Exercise instructions: Print every row below verbatim, without altering any character.

Saved data entries:
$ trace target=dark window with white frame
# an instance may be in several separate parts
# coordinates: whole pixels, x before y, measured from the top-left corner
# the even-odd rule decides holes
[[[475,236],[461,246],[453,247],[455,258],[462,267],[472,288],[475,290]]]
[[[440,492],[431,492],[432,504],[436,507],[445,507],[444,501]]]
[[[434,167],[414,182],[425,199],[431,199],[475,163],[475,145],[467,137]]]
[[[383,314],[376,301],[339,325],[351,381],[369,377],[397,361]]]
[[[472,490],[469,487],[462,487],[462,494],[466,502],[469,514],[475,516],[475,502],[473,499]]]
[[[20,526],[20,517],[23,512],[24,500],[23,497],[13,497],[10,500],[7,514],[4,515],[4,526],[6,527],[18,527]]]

Solution to this exercise:
$ trace target=dark window with white frame
# an instance may be in several separate parts
# coordinates: whole pixels, x before y, measured from the top-left corner
# the even-odd rule decides holes
[[[475,236],[461,246],[453,247],[455,258],[462,267],[472,288],[475,290]]]
[[[440,492],[431,492],[432,504],[436,507],[445,507],[444,501]]]
[[[434,167],[414,182],[425,199],[431,199],[475,163],[475,145],[467,137]]]
[[[383,314],[376,301],[339,325],[351,381],[369,377],[397,361]]]
[[[472,490],[469,487],[462,487],[462,494],[466,502],[469,514],[475,516],[475,502],[473,499]]]
[[[20,526],[20,517],[23,512],[24,500],[23,497],[13,497],[10,500],[7,514],[4,515],[4,526],[6,527],[18,527]]]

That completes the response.